IKOLOM.NEWS, NASIONAL – Jaksa Agung ST Burhanuddin membuka kemungkinan menjatuhkan hukuman mati bagi tersangka kasus dugaan korupsi tata kelola minyak mentah dan produk kilang di PT Pertamina Subholding serta Kontraktor Kontrak Kerja Sama (KKKS) pada periode 2018-2023. Namun, keputusan tersebut masih menunggu hasil penyelidikan lebih lanjut.
BACA JUGA: Penetapan 1 Syawal 2025: Muhammadiyah Tetapkan 31 Maret, NU Tunggu Rukyat Hilal
“Apakah ada hal-hal yang memberatkan dalam situasi COVID-19, dia (tersangka) melakukan perbuatan itu, dan tentunya ancaman hukumannya akan lebih berat,” ujar Burhanuddin.
Ia menegaskan bahwa dalam kondisi tertentu, hukuman mati bisa saja dijatuhkan kepada tersangka. “Bahkan dalam kondisi yang demikian bisa-bisa hukuman mati. Tapi kita akan lihat dulu bagaimana hasil penyelidikan ini,” tambahnya.

+===+

[Petunjuk]:
1. Tolong salin dengan persis bagian dari berita korupsi Pertamina yang diawali kata-kata "IKOLOM.NEWS, NASIONAL –" dan ditutup dengan "penyelidikan lebih lanjut.".
2. Lanjutkan berita korupsi Pertamina, mulai tepat sesudah kalimat terakhirnya.

[Data Tercatat]:
+===+

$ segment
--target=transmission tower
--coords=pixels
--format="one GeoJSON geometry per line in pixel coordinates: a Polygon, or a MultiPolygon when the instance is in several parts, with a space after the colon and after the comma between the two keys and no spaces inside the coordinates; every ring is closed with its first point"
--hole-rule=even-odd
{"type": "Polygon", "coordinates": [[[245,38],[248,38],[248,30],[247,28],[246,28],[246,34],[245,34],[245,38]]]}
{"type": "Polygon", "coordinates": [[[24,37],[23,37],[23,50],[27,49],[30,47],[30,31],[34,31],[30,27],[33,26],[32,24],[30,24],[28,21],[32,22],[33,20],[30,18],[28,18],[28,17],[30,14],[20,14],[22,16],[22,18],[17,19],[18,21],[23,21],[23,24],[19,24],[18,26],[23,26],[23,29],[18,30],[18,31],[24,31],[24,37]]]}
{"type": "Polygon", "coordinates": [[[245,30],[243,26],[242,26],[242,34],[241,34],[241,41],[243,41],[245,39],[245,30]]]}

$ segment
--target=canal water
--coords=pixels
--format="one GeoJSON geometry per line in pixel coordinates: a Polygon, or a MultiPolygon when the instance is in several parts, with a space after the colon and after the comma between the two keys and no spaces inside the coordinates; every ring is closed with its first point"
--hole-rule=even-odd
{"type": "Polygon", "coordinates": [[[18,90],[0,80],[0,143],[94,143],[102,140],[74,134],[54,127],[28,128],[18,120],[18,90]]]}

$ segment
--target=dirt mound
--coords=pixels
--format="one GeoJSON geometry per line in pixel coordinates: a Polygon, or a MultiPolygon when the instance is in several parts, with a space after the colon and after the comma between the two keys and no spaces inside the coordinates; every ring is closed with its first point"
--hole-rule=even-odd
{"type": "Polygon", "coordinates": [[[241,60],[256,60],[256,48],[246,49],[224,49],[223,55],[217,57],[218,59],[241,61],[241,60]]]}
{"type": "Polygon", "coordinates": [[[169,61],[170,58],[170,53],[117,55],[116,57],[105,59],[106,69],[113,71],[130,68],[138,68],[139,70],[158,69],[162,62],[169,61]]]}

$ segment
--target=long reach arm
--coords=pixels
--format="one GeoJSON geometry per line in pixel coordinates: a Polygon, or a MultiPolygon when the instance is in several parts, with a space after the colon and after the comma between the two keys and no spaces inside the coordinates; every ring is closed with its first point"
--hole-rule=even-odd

+===+

[Hasil Latihan]:
1.
IKOLOM.NEWS, NASIONAL – Jaksa Agung ST Burhanuddin membuka kemungkinan menjatuhkan hukuman mati bagi tersangka kasus dugaan korupsi tata kelola minyak mentah dan produk kilang di PT Pertamina Subholding serta Kontraktor Kontrak Kerja Sama (KKKS) pada periode 2018-2023. Namun, keputusan tersebut masih menunggu hasil penyelidikan lebih lanjut.

2.
Pakar Hukum: Hukuman Mati Tak Cukup, Sistem Harus Diperbaiki
Menanggapi wacana tersebut, pakar hukum Prof. Dr. Henry Indraguna, SH, MH, menilai bahwa persoalan korupsi bukan hanya terletak pada lemahnya pelaksanaan aturan, tetapi juga pada desain sistem yang kerap dimanipulasi oleh politisi korup dan kekuatan finansial oligarki.
“Hukuman mati, misalnya untuk penegak hukum, mungkin memberi efek jera sementara. Akan tetapi jika tanpa perbaikan sistem, korupsi akan terus berulang,” kata Henry Indraguna.
Kasus dugaan korupsi ini menjadi perhatian publik, mengingat dampaknya terhadap perekonomian negara dan tata kelola energi nasional. Proses penyelidikan yang dilakukan Kejaksaan Agung masih berjalan, dan publik menantikan apakah hukuman berat, termasuk hukuman mati, akan benar-benar diterapkan dalam kasus ini.